* _PROBLEM STATEMENT_: Decide whether each statement agrees with the comment about private URLs below, answering yes or no and quoting the deciding words. (a) The comment holds that a URL can itself possess a private quality. (b) The comment allows that a URL can be communicated to someone through a private channel. (c) The comment calls podcast subscriptions that give paying listeners a different feed URL fundamentally broken.

* _EXCERPT TO READ_:
####
Which one? No names were named at any point in this post.

By @cxr - 5 months
> read some feed containing something relatively private, guess what, they're reading it too

Everyone needs to accept the fact there's no such thing as a private URL. There are URLs that can be originally communicated to you privately—through a private channel, that is—but insisting on holding onto some (wrong) belief that we can or should be able to mint URLs that themselves possess some "private" quality goes against the fundamental design of the Web and what a URL even is.

(Yes, this does mean that every podcaster that implements subscriptions by giving one feed URL to free listeners and having listeners who pay for premium content use a different URL is fundamentally broken. Yes, this does mean that that big engineering organization that implemented file uploads and read/write access through slugs consisting of unguessable 128+ bit tokens is also wrong.)
####
* _DATA ENTRIES_:
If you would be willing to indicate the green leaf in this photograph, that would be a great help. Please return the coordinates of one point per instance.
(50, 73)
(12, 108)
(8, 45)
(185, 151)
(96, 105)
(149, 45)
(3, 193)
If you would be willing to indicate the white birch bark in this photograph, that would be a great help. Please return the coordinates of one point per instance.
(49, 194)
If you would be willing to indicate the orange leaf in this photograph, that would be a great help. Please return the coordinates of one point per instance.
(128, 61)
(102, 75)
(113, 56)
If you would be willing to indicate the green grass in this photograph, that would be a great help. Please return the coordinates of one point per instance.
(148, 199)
####
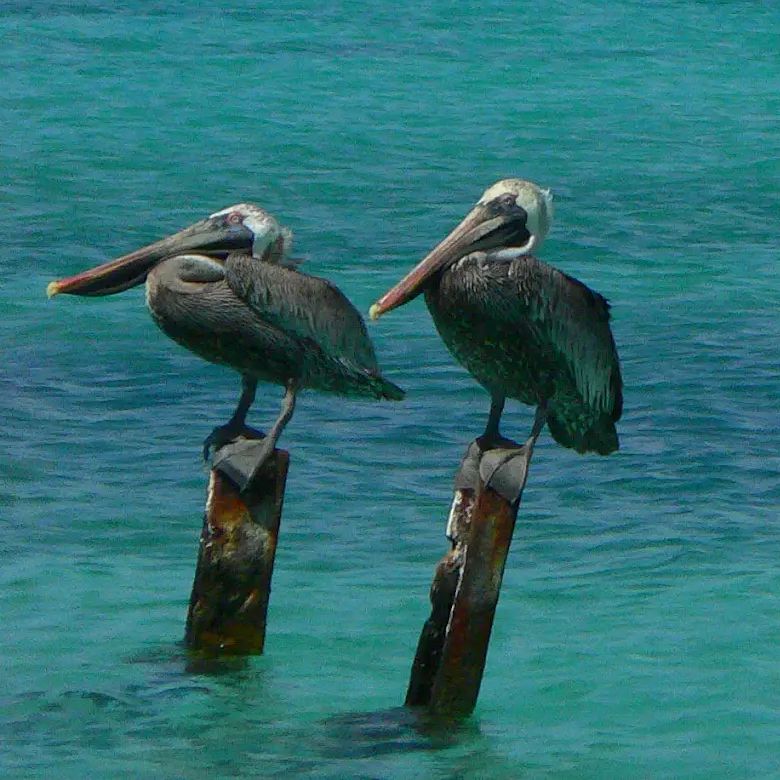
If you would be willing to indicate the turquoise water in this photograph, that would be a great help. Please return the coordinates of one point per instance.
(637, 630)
####
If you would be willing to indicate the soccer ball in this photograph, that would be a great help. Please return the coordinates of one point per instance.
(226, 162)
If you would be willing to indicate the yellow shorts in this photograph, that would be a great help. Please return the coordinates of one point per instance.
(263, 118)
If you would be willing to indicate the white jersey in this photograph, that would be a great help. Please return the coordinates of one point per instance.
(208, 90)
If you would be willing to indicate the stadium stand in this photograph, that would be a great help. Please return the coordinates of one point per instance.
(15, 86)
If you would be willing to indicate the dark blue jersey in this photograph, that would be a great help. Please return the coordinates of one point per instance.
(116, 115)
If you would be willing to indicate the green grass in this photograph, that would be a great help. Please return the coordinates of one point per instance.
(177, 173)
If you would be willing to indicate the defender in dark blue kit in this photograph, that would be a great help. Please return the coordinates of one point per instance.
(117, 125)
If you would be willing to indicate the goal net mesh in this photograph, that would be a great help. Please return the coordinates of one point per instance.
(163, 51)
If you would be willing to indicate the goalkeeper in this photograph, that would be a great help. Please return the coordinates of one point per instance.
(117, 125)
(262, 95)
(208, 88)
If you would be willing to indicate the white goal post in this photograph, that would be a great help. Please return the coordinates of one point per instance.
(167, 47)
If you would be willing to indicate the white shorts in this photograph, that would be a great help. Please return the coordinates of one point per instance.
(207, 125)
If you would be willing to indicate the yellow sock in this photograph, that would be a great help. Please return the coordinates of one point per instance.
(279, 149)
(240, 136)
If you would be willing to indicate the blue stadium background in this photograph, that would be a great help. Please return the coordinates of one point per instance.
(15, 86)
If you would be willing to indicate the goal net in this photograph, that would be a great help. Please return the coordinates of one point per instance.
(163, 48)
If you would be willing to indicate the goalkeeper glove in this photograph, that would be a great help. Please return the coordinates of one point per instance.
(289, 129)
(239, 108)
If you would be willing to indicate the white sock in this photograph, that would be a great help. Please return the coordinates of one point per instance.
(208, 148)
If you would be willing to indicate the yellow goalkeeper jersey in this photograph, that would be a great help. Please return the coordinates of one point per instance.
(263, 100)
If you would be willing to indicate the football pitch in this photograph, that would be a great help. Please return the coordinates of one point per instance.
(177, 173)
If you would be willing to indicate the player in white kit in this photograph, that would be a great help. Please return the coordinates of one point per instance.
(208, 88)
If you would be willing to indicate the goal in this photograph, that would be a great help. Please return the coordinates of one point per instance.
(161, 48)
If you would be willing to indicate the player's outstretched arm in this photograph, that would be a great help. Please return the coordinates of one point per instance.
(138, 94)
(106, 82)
####
* _REPLY_:
(a) No: "there's no such thing as a private URL."
(b) Yes: "There are URLs that can be originally communicated to you privately—through a private channel, that is"
(c) Yes: "having listeners who pay for premium content use a different URL is fundamentally broken."